Extracted records
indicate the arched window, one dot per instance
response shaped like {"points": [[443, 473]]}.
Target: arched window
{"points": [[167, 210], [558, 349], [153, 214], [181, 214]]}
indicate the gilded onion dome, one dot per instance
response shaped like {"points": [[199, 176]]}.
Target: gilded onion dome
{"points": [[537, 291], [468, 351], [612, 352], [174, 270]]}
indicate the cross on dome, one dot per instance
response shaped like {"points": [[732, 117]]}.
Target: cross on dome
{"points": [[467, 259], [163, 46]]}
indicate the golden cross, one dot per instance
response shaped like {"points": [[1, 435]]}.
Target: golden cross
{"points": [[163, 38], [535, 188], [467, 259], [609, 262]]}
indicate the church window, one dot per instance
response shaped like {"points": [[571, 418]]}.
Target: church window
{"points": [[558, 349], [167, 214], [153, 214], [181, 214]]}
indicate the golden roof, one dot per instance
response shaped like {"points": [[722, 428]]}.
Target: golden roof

● **What is needed**: Every entry shown above should be written out again without a single difference.

● **Response box**:
indicate the arched window, one dot per instance
response shaped like {"points": [[443, 473]]}.
Target: arched window
{"points": [[167, 210], [558, 349], [153, 214], [181, 214]]}
indicate the gilded onion dome, one dot per instance
response shaped like {"points": [[199, 176]]}.
Target: gilded onion dome
{"points": [[537, 291], [468, 351], [612, 352], [174, 270]]}
indicate the cross on dome, one dot per instance
response shaped like {"points": [[732, 117]]}.
Target: cross on dome
{"points": [[467, 259], [163, 46]]}
indicate the golden cross, one dot per instance
response shaped like {"points": [[1, 435]]}.
Target: golden cross
{"points": [[163, 38], [535, 188], [467, 259], [609, 262]]}
indicate the church window, one dot per instance
response shaped like {"points": [[571, 418]]}.
Target: church window
{"points": [[558, 349], [167, 214], [153, 214], [181, 214]]}
indicate the golden roof, one dot per instance
response shaped like {"points": [[722, 428]]}.
Target: golden roof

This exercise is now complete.